#### 本文
11.男性不信とストーカー

夏休み少し前から入院し、2学期が始まっても文化祭が終わっても学校へ来ない私についてクラスメート達には「体調不良の為、県外の病院へ入院している。面会やお見舞いは遠慮するように。学校に来ても病気については聞いたりしないように」と担任から説明があったそうです。

入院中も両親がカウンセリングの度に置いていってくれるお金で隠れて過食嘔吐していた私は身長約160㎝で体重は約45キロ前後を保っていました。
退院時にそれを知った担当医は「なぜ、お金を渡していたのですか?それでは過食してしまうのに」と両親に言っていましたが、この発言からしてまだ当時はこの病気の治療は手さぐりだったのだなと思います。例えお金がなくても、当時の私はなんとかして過食の為の食べ物を手に入れていたと思うからです。食べなければいけないという強迫観念のような状態は、お金の有無でコントロールできるようなものではなかったと思います。

退院して久しぶりに登校すると、入学した時からだいぶ痩せてしまった私を女子は「大丈夫?」と気遣ってくれたり、入院前と変わらない感じで接してくれました。

驚いたのは男子の態度の変化でした。
小さな頃からぽっちゃりで、小学生からは眼鏡もするようになり、取柄と言えば成績がいいことだけだった私は、男子から「デブ」「ブス」「ガリ勉」と言われたりしていましたし、自分でもそう思っていました。

入院中に私は極度の近眼が進み、薄型加工をしても眼鏡のレンズが分厚くて勉強するのに目が疲れるからコンタクトに変えており、登校した時もコンタクトレンズでした。

最初男子の反応が違うのは、体型が変わったうえにコンタクトの私を見慣れないからだと思っていましたが、それだけではないのだというのがだんだんと分かってきました。
########
設問:
1. 本文に基づいて、次の問いに答えてください。
(a) 入院中、書き手は体重を約何キロ前後に保っていましたか。
(b) 担任はクラスメートに、書き手がどこの病院に入院していると説明しましたか。
(c) 書き手が眼鏡からコンタクトに変えたのはなぜですか。
2. 摂食障害での入院と退院後の登校を綴った本文を、最後の文の後から書き継いでください。
ここに示す記録は、本文とは別の出典から取ったものです。
#### 提示資料
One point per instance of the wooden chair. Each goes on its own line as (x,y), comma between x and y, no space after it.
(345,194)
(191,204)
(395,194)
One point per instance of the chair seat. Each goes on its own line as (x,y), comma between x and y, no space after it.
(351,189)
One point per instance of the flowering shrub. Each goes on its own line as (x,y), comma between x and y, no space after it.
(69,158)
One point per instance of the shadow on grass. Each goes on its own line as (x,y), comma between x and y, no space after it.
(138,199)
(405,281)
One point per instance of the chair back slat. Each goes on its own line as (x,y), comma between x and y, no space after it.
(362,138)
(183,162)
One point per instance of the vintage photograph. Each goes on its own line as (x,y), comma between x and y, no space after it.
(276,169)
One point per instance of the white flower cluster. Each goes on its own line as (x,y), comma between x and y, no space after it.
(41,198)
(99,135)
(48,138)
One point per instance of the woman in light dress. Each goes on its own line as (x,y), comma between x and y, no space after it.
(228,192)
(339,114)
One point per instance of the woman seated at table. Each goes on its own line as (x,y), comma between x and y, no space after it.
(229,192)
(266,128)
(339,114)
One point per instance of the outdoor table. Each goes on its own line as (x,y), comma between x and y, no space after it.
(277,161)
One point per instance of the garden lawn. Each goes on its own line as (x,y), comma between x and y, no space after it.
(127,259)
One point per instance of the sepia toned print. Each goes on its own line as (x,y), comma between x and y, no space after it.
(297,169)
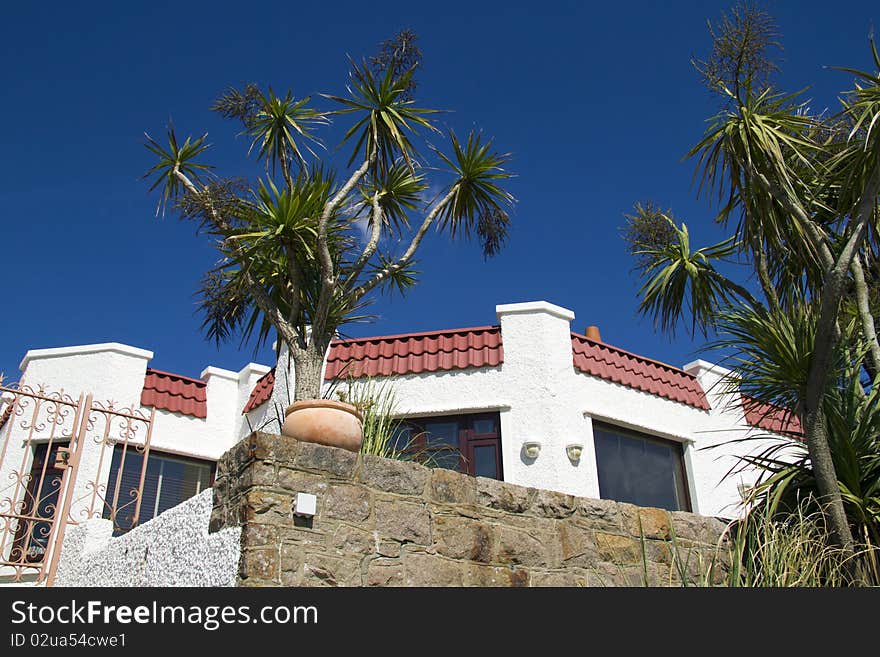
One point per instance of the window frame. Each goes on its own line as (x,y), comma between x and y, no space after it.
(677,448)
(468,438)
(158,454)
########
#### 提示資料
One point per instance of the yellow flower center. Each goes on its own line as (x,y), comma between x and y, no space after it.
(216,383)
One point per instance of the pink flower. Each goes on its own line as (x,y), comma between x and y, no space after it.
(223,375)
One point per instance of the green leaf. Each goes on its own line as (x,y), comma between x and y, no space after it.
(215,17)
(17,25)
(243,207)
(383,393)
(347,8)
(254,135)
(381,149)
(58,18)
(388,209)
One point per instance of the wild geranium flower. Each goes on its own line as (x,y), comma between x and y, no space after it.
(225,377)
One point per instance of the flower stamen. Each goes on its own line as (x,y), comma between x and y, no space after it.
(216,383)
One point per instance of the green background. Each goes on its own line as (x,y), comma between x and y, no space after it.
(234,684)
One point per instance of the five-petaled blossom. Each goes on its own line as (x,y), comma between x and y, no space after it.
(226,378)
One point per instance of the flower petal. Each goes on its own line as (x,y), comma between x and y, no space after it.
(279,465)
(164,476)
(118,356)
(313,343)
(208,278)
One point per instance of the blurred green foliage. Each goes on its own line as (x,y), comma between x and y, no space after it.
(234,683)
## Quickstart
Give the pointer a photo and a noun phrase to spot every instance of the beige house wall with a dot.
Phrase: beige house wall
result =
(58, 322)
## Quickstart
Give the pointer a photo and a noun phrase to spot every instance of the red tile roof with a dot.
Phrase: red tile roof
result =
########
#### 提示資料
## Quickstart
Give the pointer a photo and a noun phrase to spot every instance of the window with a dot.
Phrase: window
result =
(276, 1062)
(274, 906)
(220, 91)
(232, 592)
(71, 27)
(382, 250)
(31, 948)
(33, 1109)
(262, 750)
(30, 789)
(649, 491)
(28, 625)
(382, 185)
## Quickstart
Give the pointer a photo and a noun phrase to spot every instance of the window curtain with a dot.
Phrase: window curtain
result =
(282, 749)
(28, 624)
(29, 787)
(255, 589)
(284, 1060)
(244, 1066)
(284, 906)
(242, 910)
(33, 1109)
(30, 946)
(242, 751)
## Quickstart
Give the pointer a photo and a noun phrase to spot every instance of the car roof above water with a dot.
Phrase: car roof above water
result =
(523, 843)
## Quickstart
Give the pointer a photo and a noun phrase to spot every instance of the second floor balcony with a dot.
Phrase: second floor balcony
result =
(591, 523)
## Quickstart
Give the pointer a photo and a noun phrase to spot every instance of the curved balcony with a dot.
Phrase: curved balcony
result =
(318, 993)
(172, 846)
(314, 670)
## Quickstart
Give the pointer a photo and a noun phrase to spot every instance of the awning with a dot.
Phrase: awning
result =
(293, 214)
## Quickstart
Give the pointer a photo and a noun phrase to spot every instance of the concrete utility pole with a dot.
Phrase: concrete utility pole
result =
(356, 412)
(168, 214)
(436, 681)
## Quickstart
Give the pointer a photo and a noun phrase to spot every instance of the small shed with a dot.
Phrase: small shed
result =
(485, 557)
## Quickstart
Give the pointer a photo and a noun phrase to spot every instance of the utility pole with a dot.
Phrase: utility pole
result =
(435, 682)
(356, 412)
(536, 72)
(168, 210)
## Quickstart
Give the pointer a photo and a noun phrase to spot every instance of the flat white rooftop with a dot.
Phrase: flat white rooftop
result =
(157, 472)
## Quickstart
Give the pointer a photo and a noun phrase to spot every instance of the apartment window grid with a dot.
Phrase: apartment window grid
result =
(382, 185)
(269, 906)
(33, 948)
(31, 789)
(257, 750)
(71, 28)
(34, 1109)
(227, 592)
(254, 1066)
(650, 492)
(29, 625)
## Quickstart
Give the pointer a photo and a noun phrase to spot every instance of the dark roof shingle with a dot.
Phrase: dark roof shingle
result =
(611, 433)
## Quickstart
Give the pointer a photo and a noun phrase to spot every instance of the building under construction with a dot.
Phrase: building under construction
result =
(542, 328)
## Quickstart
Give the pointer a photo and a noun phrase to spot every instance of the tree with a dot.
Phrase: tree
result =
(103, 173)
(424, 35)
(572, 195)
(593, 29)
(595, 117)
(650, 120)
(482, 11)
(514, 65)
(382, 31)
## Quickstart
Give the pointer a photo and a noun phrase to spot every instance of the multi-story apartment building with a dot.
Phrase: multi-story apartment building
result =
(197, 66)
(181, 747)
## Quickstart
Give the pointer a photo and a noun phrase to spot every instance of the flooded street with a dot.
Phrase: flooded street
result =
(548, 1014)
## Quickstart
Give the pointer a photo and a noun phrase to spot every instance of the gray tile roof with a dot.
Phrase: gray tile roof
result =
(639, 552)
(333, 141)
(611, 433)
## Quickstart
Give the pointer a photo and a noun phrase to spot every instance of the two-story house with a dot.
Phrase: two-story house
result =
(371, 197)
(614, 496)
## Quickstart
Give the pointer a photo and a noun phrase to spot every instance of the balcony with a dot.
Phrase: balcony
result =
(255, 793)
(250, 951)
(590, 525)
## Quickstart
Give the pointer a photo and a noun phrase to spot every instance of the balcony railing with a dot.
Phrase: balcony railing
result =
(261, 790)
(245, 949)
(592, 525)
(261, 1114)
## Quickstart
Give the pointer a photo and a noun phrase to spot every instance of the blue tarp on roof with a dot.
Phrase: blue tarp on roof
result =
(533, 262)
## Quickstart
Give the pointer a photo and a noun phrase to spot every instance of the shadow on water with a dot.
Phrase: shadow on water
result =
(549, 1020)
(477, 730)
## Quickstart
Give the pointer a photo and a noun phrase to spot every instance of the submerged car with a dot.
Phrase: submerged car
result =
########
解答:
1.
(a) 約45キロ前後です。
(b) 県外の病院です。
(c) 極度の近眼が進み、眼鏡のレンズが分厚くて、勉強するのに目が疲れるからです。

2.
それまで見向きもされなかったので男子の態度の変化の意味が分かりませんでしたし、散々「デブ」「ブス」と言われてきたので信じられませんでしたが、痩せてコンタクトにしただけで突然モテるようになっていたのでした。

手紙をもらったり、呼び出しをされても「この人は私の表面だけを見ている、私が何をやってるかなんて知らないし、もし知ったら絶対嫌いになるはず」と思い、嬉しいとは思えませんでした。

そして、あんなにデブ、ブスと言ってきたくせに、外見が変わっただけでこんなに態度が違うなんて信じられないと、男性不信を募らせていきました。

入院したことで行きたいと思っていた市内でベスト3に入る進学校である女子高への進学は諦めていましたが、男性不信になったことで「男子のいない学校に行きたい」そう思い、相変わらず食べて吐きながらも必死で勉強の遅れを取り戻し、その高校へ進学しました。

進学してからも学校帰りに勉強しに行った図書館や、駅や学校付近で待ち伏せされて男性にアプローチをされることがあり、私はますます男性不信を募らせていきました。

そして今でいうストーカーのような人に目をつけられるはめになり、ある出来事をきっかけに私の過食嘔吐は酷くなっていきました。